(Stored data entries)
★ ★ ★ ★ ★ ★ ★
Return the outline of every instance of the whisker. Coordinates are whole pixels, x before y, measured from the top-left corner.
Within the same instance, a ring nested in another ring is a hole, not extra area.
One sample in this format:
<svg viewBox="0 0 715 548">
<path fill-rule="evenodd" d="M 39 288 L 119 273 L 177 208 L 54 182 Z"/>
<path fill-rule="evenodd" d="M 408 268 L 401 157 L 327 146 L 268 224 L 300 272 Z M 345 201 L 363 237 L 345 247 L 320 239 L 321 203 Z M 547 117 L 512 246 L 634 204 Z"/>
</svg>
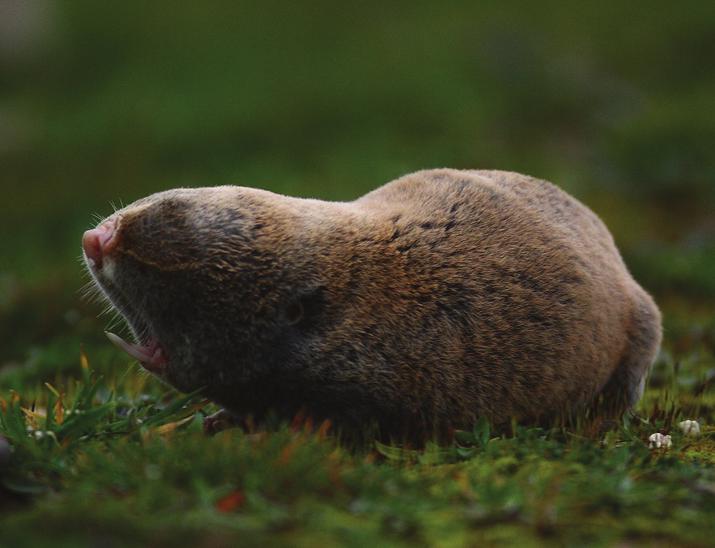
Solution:
<svg viewBox="0 0 715 548">
<path fill-rule="evenodd" d="M 126 322 L 124 321 L 124 318 L 120 316 L 115 316 L 113 317 L 109 323 L 107 324 L 107 331 L 111 331 L 114 333 L 117 330 L 125 330 L 126 329 Z"/>
<path fill-rule="evenodd" d="M 99 291 L 96 287 L 85 285 L 77 290 L 77 293 L 84 299 L 90 299 L 99 296 Z"/>
<path fill-rule="evenodd" d="M 107 299 L 106 305 L 107 306 L 97 315 L 97 317 L 101 318 L 102 316 L 106 316 L 110 312 L 115 311 L 114 305 L 112 304 L 111 301 L 109 301 L 109 299 Z"/>
<path fill-rule="evenodd" d="M 103 293 L 87 293 L 84 298 L 87 300 L 88 304 L 91 305 L 109 305 L 111 306 L 111 303 L 109 303 L 109 300 L 106 298 L 106 296 Z"/>
</svg>

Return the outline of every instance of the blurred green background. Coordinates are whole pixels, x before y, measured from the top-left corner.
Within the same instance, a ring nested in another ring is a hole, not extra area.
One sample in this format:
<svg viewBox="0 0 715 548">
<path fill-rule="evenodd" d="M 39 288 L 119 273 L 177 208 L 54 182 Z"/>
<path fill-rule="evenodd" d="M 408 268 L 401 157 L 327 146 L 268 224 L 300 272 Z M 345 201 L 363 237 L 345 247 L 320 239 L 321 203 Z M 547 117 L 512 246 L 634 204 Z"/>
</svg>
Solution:
<svg viewBox="0 0 715 548">
<path fill-rule="evenodd" d="M 81 233 L 175 186 L 520 171 L 592 207 L 661 304 L 712 316 L 714 52 L 710 1 L 2 0 L 0 384 L 104 351 Z"/>
</svg>

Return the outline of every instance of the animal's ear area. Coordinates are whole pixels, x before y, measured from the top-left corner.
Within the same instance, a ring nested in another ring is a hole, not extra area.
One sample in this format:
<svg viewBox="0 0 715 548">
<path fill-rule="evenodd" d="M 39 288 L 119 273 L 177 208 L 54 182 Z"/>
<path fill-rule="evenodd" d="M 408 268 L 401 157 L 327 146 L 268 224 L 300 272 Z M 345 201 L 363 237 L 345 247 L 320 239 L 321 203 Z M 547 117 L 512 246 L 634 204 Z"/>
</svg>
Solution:
<svg viewBox="0 0 715 548">
<path fill-rule="evenodd" d="M 316 287 L 293 295 L 283 309 L 288 325 L 310 325 L 320 317 L 325 308 L 325 288 Z"/>
</svg>

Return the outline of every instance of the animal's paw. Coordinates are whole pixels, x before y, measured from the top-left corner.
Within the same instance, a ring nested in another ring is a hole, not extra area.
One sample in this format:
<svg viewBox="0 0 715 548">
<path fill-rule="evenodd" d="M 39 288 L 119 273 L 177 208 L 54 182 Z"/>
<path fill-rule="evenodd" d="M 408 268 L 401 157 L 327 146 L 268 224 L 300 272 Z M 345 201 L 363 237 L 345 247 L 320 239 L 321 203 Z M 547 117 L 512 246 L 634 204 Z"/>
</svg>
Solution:
<svg viewBox="0 0 715 548">
<path fill-rule="evenodd" d="M 236 417 L 225 409 L 217 411 L 213 415 L 204 418 L 204 434 L 213 436 L 223 430 L 228 430 L 237 426 Z"/>
</svg>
★ ★ ★ ★ ★ ★ ★
* Instructions to follow
Leave out all images, then reproduce the entries above exactly.

* Answer space
Return the outline of every instance of the whisker. Coordinates are whole pixels, x before y, measured from the top-left corner.
Within the same instance, a ring nested in another ring is a hole, not extra area.
One sample in this format:
<svg viewBox="0 0 715 548">
<path fill-rule="evenodd" d="M 39 288 L 119 273 L 177 208 L 54 182 Z"/>
<path fill-rule="evenodd" d="M 408 268 L 401 157 L 327 146 L 268 224 L 300 272 Z M 345 201 L 363 237 L 345 247 L 320 239 L 321 203 Z M 547 117 L 512 246 L 634 204 Z"/>
</svg>
Solution:
<svg viewBox="0 0 715 548">
<path fill-rule="evenodd" d="M 126 322 L 124 321 L 124 318 L 120 316 L 115 316 L 113 317 L 109 323 L 107 324 L 107 331 L 111 331 L 114 333 L 117 330 L 125 330 L 126 329 Z"/>
<path fill-rule="evenodd" d="M 99 291 L 96 287 L 85 285 L 77 290 L 77 293 L 84 299 L 90 299 L 99 296 Z"/>
<path fill-rule="evenodd" d="M 107 299 L 106 305 L 107 306 L 97 315 L 97 317 L 101 318 L 102 316 L 106 316 L 110 312 L 115 311 L 114 305 L 112 304 L 111 301 L 109 301 L 109 299 Z"/>
<path fill-rule="evenodd" d="M 103 293 L 87 293 L 84 298 L 87 300 L 88 304 L 91 305 L 109 305 L 111 306 L 111 303 L 109 303 L 109 300 L 106 298 L 106 296 Z"/>
</svg>

Return the outline of every instance of the blurred green background. Coordinates are whole pixels, x before y, measured from the top-left corner.
Within the same instance, a ring nested in another ring is a hole, not extra area.
One sample in this format:
<svg viewBox="0 0 715 548">
<path fill-rule="evenodd" d="M 39 288 L 119 273 L 177 208 L 54 182 Z"/>
<path fill-rule="evenodd" d="M 408 268 L 401 157 L 327 146 L 268 224 L 300 272 Z M 345 201 L 363 237 L 345 247 L 320 239 L 321 203 Z M 547 117 L 512 246 L 634 204 Z"/>
</svg>
Solution:
<svg viewBox="0 0 715 548">
<path fill-rule="evenodd" d="M 81 233 L 175 186 L 520 171 L 592 207 L 661 304 L 712 316 L 714 52 L 710 1 L 2 0 L 0 384 L 104 351 Z"/>
</svg>

Return the outline of every instance of the animal's ear area. Coordinates are whole pixels, x before y, measured from the top-left corner.
Within the same instance, a ring nested in another ring is a hole, not extra area.
One sample in this format:
<svg viewBox="0 0 715 548">
<path fill-rule="evenodd" d="M 39 288 L 119 273 L 177 208 L 54 182 Z"/>
<path fill-rule="evenodd" d="M 408 268 L 401 157 L 327 146 L 268 224 L 300 272 Z M 345 201 L 363 237 L 345 247 L 320 239 L 321 203 Z M 547 117 L 512 246 L 634 204 Z"/>
</svg>
Solution:
<svg viewBox="0 0 715 548">
<path fill-rule="evenodd" d="M 316 287 L 293 295 L 283 309 L 288 325 L 310 325 L 320 317 L 325 308 L 325 288 Z"/>
</svg>

Return the outline of every instance of the animal's paw. Coordinates are whole pixels, x before y, measured from the top-left corner.
Within the same instance, a ring nested in another ring is a hole, not extra area.
One sample in this format:
<svg viewBox="0 0 715 548">
<path fill-rule="evenodd" d="M 39 288 L 119 273 L 177 208 L 54 182 Z"/>
<path fill-rule="evenodd" d="M 408 268 L 401 157 L 327 146 L 268 224 L 300 272 Z M 345 201 L 363 237 L 345 247 L 320 239 L 321 203 Z M 547 117 L 512 246 L 634 204 Z"/>
</svg>
Solution:
<svg viewBox="0 0 715 548">
<path fill-rule="evenodd" d="M 236 417 L 225 409 L 217 411 L 213 415 L 204 418 L 204 434 L 213 436 L 223 430 L 228 430 L 237 426 Z"/>
</svg>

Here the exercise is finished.